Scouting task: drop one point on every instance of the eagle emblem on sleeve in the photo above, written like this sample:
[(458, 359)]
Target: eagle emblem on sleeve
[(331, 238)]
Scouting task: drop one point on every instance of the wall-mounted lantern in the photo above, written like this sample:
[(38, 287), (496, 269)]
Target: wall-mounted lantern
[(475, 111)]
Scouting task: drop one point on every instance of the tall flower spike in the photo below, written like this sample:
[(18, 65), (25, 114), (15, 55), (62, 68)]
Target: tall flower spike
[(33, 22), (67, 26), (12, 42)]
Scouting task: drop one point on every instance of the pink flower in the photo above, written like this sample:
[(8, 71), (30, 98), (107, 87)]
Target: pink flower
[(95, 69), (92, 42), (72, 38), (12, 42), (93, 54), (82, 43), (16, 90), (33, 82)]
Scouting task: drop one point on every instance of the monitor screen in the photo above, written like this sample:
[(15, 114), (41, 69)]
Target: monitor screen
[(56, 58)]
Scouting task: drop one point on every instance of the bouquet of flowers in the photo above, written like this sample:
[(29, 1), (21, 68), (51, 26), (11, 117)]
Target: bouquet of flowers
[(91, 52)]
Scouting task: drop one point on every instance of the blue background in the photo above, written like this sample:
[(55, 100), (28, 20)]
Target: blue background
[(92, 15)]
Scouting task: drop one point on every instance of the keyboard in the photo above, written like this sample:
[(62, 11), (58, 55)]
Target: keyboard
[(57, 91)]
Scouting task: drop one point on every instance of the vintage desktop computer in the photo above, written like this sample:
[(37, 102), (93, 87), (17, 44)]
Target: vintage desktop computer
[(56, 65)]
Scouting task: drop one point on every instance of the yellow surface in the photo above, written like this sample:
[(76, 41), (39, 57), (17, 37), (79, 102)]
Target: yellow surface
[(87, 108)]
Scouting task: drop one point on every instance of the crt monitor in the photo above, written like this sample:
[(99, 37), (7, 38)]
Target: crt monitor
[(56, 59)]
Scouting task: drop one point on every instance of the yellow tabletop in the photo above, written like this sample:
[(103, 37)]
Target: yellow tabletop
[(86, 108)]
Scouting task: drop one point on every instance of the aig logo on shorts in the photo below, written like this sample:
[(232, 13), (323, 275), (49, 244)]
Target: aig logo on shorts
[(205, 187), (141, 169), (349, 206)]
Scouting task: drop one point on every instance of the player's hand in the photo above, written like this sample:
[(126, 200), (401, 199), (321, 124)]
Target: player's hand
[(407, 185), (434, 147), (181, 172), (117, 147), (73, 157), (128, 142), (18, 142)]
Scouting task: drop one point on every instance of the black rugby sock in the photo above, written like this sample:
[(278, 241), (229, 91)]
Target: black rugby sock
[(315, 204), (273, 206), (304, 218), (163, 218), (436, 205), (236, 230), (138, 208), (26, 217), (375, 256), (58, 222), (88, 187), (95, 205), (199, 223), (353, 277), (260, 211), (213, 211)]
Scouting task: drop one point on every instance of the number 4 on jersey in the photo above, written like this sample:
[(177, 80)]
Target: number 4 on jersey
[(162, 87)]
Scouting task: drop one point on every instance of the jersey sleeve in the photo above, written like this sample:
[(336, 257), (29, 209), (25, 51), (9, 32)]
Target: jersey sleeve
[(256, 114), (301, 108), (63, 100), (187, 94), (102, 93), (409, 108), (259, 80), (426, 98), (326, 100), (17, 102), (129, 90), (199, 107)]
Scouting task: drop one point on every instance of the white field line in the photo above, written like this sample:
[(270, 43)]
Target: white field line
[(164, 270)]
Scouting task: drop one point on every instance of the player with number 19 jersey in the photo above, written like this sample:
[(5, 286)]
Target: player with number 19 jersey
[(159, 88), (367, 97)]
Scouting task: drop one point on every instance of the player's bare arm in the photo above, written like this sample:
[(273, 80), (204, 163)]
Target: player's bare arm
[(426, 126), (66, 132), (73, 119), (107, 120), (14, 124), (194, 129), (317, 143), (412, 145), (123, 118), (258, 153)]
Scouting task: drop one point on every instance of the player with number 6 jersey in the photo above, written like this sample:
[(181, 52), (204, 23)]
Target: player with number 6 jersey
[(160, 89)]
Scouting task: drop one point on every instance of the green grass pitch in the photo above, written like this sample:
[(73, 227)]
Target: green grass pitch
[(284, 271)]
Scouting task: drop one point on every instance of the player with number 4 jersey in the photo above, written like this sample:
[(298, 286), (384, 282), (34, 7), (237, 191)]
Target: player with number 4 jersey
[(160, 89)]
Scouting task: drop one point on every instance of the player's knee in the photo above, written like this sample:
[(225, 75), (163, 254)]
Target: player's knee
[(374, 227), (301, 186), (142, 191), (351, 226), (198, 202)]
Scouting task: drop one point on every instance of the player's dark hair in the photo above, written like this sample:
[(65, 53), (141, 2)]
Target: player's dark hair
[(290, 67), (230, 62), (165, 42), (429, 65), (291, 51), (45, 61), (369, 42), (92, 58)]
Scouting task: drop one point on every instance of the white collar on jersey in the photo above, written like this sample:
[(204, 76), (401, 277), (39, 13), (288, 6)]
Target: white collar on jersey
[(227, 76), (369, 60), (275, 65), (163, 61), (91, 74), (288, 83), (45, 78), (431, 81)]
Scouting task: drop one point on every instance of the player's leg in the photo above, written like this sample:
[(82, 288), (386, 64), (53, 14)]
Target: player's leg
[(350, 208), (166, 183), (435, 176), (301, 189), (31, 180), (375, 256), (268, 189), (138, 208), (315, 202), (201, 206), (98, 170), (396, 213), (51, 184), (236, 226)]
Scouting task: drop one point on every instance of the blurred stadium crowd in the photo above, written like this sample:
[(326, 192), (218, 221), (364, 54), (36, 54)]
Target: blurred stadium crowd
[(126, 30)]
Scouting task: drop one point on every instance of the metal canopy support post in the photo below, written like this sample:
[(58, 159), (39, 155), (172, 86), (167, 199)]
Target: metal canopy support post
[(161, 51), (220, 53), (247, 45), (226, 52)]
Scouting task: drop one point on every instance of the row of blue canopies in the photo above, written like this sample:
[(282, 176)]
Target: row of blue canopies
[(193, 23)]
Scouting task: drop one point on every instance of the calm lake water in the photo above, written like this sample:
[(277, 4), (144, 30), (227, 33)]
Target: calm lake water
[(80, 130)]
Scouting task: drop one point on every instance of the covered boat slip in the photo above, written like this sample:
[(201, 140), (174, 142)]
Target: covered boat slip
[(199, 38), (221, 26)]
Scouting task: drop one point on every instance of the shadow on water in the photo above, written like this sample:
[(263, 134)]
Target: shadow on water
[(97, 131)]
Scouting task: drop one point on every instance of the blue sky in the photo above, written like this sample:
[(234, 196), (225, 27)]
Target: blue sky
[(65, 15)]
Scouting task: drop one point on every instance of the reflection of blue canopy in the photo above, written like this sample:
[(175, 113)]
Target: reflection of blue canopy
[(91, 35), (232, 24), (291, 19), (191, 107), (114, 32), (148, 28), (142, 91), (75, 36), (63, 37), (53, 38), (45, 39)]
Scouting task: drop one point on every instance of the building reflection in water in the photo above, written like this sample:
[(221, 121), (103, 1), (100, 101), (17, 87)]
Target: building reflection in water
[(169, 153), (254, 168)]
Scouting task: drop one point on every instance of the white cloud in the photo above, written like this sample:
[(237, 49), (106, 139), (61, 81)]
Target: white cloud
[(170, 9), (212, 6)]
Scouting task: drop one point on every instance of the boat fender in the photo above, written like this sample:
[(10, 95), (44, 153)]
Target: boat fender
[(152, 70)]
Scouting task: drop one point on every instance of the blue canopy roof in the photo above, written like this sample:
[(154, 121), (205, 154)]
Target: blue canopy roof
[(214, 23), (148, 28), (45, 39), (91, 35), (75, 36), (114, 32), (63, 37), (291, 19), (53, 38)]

The task — Scan the entries above for the line containing "the player's dark", and copy it and all lines after it exactly, down to and including the line containing "[(201, 140), (174, 142)]".

Your solution —
Scouting task: drop one point on every instance of the player's dark hair in the photo above, written like this sample:
[(65, 53), (141, 2)]
Target: player's dark hair
[(290, 67), (230, 62), (165, 42), (429, 65), (291, 51), (45, 61), (369, 42), (92, 58)]
Scouting task: drop one point on every instance of the white collar on jersey in the photo above, written like this sample:
[(204, 76), (401, 277), (39, 13), (288, 6)]
Target: white collar on jersey
[(227, 76), (369, 60), (275, 65), (163, 61), (91, 74), (288, 83), (45, 78), (431, 81)]
Scouting task: drop one point on every instance of the player's leg in the photo above, written like this sample:
[(82, 288), (386, 64), (53, 14)]
Target: player's leg
[(350, 208), (166, 183), (435, 176), (301, 189), (31, 180), (375, 256), (268, 189), (138, 208), (315, 202), (201, 206), (98, 170), (396, 213), (51, 184), (236, 226)]
Scouting task: drop one point on every instance of the blurred stadium crowd in the photo above, written like this sample:
[(326, 192), (218, 221), (364, 54), (36, 54)]
Target: blurred stadium crowd
[(126, 30)]
Scouting task: drop one point on every instance of the metal canopy support post in the photo below, written like this sample:
[(58, 159), (39, 155), (172, 86), (167, 199)]
Target: metal canopy support post
[(161, 51), (220, 53), (247, 45), (226, 52)]
Scouting task: drop one point on every instance of the row of blue canopies in the photo above, written like this sample:
[(282, 176)]
Target: row of blue canopies
[(193, 23)]
Scouting task: drop one point on every instance of the calm lake water in the photo above, written like this sample:
[(277, 4), (144, 30), (227, 33)]
Target: calm lake water
[(80, 130)]
Scouting task: drop one point on every instance of the covered boat slip in the photo above, written like this sample:
[(201, 140), (174, 142)]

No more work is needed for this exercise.